> [Exercise requirements]
**a)** According to the university budget text, by what percentage are expenses before reserve allocations expected to rise over the 2021-22 operating budget?
**b)** Carry on the university budget text from its final sentence.

> [Text section]
**********

Expenses before reserve allocations are estimated at $164.6 million, an increase of 7.0% over the 2021-22 operating budget.

Operating Results and Reserves

  • Robust revenue growth allows the University to invest in people and programs to advance the University's Strategic Plan. In addition, the revenue growth provides the University with the ability to increase expenses to mitigate many of the impacts of higher inflation.
  • With an arsenal of tools to combat the impacts of COVID now available, we see 2022-23 as a "normal" year from an operating perspective. We recognize that the past two years have challenged us as a community, and each of us made sacrifices in order to serve our students as well as possible under the circumstances. We are grateful for these efforts.

**********

(Image point grounding data)
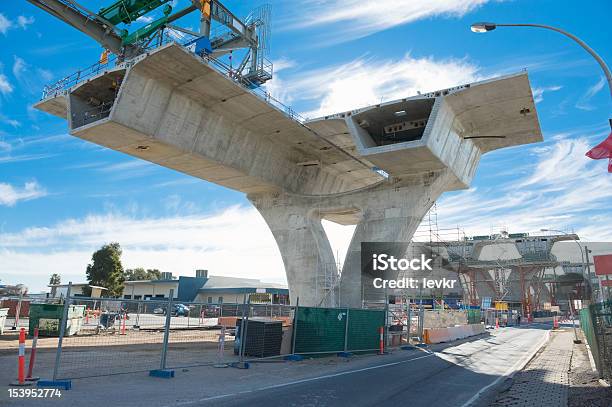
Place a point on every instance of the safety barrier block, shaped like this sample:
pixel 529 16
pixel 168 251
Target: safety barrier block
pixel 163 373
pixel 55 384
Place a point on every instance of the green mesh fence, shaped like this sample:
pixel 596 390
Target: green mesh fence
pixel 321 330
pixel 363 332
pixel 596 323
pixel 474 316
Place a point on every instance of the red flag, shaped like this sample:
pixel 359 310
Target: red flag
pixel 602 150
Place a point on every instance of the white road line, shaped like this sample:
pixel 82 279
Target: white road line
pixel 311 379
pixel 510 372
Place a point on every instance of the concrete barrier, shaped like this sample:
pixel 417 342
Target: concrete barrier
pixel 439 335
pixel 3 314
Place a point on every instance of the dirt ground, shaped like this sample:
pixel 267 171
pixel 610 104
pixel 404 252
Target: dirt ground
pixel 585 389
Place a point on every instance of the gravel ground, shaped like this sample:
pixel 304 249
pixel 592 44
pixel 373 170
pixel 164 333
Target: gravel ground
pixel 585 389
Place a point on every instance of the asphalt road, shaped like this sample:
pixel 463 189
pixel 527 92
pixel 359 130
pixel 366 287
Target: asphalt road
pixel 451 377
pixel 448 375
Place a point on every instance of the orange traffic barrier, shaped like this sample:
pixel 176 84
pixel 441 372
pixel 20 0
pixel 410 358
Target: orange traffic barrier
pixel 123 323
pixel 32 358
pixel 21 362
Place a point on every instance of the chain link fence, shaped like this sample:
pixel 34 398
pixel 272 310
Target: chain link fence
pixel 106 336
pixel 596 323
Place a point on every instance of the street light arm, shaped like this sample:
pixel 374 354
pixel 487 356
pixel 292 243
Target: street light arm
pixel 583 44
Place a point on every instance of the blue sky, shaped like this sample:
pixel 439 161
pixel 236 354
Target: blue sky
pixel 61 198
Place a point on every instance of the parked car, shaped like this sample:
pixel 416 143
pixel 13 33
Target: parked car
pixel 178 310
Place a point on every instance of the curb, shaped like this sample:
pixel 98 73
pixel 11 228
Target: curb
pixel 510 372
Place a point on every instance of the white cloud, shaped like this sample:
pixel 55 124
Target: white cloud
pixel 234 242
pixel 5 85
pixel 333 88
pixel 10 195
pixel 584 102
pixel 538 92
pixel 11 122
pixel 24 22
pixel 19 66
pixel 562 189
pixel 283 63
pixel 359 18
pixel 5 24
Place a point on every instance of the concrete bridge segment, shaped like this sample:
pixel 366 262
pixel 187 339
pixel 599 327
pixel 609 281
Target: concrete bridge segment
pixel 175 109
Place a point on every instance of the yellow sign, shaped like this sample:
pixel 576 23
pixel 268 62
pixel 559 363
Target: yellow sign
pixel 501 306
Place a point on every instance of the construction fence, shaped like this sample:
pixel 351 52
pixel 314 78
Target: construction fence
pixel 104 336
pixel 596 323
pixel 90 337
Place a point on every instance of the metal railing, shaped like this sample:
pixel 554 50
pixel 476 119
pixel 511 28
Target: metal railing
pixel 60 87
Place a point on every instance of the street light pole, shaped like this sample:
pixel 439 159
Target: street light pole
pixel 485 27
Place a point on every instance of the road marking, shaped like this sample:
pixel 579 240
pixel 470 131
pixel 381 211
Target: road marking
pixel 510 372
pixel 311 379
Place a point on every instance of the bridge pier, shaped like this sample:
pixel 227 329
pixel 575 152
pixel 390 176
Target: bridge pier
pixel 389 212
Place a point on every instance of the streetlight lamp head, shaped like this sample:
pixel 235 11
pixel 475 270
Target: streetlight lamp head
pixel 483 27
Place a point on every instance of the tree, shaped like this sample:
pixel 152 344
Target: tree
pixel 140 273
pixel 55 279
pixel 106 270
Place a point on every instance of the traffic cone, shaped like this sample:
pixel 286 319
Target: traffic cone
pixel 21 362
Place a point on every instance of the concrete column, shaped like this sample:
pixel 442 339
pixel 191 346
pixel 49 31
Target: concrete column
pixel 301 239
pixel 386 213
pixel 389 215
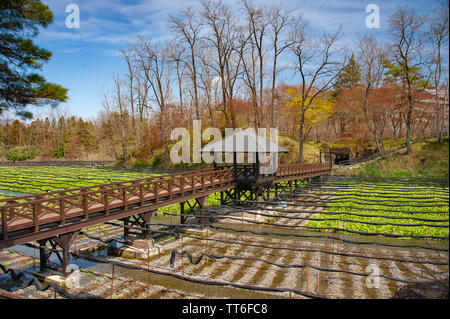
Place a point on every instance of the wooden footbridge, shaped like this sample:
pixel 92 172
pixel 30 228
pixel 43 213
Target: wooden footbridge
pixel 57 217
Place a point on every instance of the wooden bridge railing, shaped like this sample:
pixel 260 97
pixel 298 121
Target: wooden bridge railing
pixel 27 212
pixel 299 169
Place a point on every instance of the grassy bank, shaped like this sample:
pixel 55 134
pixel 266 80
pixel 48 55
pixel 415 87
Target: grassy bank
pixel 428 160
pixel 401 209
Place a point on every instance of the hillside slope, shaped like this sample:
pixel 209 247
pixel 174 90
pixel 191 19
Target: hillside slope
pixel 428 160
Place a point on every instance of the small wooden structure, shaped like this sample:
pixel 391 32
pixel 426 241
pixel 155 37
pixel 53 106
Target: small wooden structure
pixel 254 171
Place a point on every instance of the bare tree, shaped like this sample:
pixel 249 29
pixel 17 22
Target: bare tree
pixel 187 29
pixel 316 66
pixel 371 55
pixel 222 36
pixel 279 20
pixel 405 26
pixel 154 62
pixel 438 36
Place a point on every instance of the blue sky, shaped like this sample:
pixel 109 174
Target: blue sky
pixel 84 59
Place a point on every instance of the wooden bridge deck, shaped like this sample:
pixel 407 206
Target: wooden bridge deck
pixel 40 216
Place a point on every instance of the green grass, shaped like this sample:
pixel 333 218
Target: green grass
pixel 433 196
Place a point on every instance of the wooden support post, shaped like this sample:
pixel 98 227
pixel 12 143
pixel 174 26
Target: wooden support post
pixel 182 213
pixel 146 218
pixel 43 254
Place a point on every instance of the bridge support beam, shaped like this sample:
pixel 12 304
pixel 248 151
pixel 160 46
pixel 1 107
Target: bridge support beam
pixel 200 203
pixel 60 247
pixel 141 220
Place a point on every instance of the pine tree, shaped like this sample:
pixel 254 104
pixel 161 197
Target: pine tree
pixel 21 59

**********

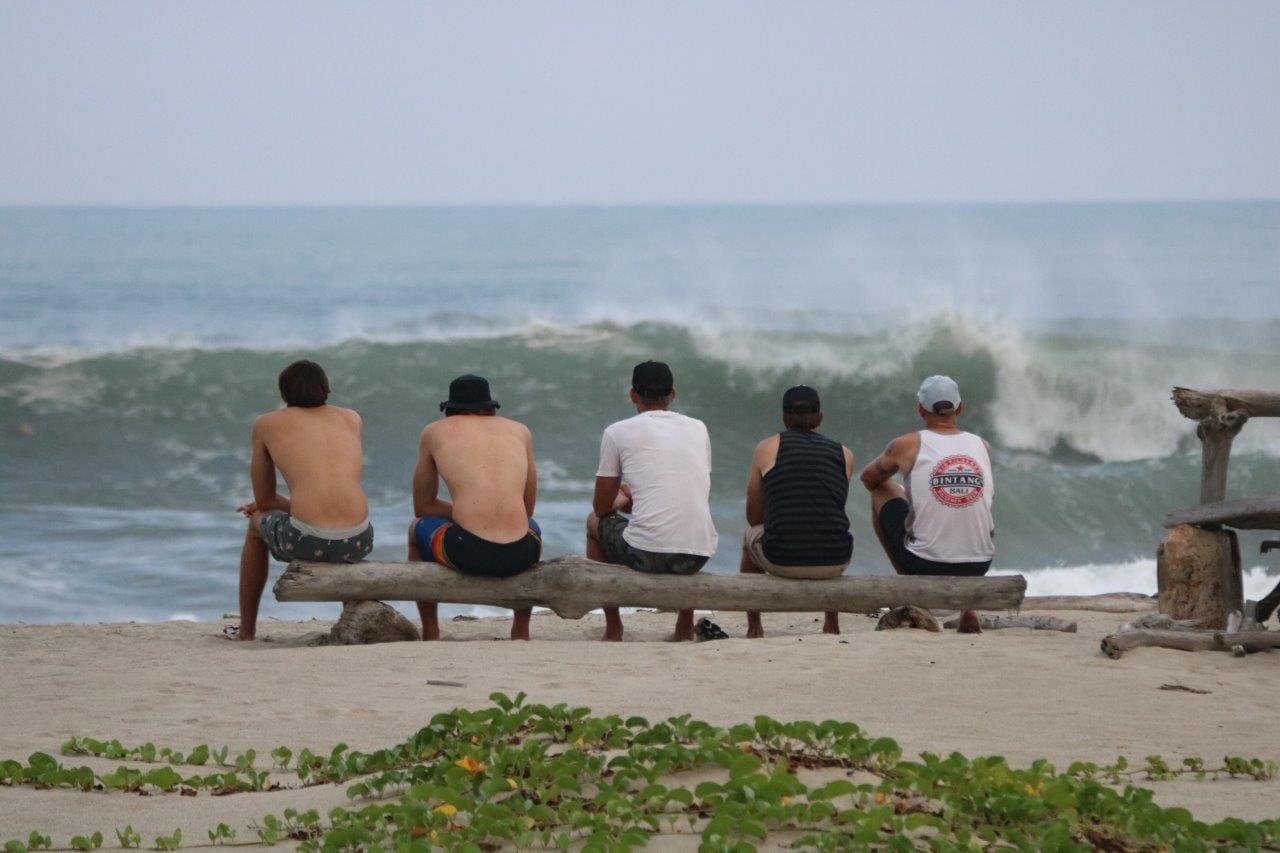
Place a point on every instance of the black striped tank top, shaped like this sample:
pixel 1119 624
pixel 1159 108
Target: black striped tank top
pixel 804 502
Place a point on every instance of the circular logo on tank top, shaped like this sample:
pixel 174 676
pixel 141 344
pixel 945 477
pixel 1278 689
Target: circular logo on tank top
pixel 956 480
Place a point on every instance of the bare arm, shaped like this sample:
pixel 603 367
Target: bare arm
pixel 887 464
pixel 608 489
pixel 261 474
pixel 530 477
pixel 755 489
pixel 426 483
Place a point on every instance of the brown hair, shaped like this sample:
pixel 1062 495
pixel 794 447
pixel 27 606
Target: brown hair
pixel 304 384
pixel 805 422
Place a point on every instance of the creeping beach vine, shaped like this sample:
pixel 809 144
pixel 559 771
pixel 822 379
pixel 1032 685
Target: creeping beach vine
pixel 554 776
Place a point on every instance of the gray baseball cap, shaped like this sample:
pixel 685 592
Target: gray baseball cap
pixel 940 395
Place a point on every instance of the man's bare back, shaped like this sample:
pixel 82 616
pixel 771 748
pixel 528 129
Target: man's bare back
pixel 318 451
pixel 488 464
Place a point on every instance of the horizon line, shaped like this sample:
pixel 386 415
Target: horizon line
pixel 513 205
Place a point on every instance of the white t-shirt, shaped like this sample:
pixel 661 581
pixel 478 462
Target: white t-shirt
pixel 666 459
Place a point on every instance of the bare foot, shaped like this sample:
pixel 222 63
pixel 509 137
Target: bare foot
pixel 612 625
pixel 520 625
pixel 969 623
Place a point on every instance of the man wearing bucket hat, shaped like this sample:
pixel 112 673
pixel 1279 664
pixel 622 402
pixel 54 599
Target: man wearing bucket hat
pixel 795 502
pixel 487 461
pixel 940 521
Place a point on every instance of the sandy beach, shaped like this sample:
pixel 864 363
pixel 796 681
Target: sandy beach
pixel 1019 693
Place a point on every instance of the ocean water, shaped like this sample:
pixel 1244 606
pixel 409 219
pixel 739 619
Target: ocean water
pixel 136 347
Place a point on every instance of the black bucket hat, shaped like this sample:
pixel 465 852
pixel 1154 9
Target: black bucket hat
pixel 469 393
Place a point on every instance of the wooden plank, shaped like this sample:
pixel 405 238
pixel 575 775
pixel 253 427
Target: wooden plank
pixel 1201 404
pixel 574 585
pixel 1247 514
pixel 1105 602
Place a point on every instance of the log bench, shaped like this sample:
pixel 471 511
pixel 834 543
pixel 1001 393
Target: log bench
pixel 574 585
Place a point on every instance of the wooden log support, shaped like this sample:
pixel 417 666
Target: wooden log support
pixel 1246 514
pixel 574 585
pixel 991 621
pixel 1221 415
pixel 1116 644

**********

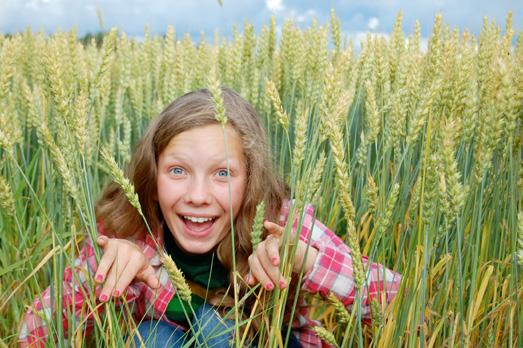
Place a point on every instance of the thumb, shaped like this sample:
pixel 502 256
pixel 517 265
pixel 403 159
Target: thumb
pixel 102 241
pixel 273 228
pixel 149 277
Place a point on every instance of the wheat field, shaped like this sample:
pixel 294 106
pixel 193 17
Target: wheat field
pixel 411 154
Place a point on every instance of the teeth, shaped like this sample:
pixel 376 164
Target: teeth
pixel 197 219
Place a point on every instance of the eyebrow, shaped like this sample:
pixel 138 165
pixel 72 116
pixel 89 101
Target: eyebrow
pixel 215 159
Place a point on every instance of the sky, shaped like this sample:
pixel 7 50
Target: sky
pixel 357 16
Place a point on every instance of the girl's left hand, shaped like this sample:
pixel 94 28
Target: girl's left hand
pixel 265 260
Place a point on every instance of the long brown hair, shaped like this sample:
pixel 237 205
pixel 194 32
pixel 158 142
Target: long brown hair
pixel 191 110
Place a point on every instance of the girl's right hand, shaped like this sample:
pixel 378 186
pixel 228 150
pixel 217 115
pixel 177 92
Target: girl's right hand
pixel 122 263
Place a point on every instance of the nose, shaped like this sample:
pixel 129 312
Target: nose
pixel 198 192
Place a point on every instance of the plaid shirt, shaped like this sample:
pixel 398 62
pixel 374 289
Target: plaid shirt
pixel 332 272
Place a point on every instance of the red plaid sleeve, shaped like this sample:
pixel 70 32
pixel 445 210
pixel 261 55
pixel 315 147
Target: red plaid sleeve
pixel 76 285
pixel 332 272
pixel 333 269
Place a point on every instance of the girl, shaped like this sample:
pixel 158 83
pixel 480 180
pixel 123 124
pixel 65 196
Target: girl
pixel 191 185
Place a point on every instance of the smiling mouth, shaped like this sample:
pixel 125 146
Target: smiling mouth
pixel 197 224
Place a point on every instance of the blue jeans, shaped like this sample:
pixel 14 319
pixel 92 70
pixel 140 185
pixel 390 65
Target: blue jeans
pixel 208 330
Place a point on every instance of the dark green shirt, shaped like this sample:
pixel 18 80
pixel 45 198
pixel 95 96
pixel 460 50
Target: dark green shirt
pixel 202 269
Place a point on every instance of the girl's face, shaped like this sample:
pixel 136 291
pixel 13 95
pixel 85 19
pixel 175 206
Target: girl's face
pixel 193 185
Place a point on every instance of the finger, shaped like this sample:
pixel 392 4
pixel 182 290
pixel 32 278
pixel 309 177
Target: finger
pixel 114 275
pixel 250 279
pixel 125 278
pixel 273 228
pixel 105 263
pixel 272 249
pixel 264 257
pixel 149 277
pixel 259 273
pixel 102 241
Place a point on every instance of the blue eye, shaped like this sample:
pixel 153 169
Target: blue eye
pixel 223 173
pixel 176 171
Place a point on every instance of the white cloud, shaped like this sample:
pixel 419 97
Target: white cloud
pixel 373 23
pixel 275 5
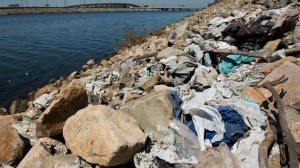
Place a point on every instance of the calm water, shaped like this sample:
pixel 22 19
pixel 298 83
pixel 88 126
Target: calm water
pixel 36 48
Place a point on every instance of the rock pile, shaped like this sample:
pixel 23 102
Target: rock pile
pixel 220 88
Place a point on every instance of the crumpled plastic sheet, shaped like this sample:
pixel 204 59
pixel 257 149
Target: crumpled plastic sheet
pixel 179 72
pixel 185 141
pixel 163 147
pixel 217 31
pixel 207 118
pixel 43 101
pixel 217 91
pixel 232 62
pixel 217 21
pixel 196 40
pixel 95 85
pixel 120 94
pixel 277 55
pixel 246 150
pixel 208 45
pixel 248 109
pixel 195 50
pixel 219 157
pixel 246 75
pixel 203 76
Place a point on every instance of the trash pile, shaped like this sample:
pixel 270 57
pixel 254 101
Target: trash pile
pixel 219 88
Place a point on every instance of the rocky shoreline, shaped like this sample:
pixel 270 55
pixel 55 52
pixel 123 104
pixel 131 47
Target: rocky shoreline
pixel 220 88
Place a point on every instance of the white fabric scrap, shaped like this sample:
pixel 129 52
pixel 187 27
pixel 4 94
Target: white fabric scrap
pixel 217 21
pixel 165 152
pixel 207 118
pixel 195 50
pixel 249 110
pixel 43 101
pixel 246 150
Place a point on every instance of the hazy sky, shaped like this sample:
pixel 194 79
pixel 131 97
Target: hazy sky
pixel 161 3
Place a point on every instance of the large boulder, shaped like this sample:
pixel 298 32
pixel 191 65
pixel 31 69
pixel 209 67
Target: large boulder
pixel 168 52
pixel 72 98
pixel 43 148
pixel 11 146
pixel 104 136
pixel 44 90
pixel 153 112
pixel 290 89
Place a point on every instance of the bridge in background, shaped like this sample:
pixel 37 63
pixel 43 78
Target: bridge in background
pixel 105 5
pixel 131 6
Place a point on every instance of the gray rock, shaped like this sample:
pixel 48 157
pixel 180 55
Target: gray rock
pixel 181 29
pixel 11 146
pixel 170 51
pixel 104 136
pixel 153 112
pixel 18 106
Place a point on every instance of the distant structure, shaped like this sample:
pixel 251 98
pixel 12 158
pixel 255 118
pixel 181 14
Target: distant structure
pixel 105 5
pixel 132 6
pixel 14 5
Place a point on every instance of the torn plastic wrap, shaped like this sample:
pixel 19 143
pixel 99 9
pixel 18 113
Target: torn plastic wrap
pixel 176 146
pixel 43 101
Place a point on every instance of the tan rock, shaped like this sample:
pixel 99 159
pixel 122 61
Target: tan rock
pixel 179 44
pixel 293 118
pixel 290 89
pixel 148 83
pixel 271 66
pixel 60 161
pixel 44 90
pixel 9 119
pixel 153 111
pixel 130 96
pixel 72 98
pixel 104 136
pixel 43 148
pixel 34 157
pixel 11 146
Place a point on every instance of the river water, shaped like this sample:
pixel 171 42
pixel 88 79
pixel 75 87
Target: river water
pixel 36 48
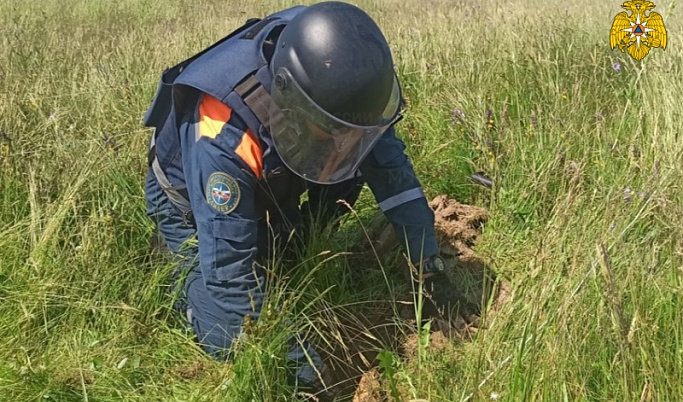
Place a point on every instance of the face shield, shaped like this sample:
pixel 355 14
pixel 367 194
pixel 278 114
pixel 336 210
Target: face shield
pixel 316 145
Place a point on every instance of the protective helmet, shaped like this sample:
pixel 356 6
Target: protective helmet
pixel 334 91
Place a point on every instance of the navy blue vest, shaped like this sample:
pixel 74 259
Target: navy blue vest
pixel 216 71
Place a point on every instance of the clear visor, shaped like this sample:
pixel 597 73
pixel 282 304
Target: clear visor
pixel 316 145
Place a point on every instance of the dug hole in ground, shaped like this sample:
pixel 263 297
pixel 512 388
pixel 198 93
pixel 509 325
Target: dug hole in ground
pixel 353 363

**********

> [Results]
**a)** 7.0%

**b)**
  • With revenues modestly exceeding expenses, we can also comply with the Board of Trustees' request to allocate $1 million into the Trustee Reserve in 2022-23. Having achieved the desired Trustee Reserve funding, we will be able to utilize future surpluses to consider ways to advance Strategic Plan efforts, strengthen our balance sheet, or both.

I hope this has provided a good overview of our financial picture as we approach the year ahead, and I hope many of you were able to attend the Budget Town Hall on Monday, April 18. For those who did not, there is a video of the town hall session available.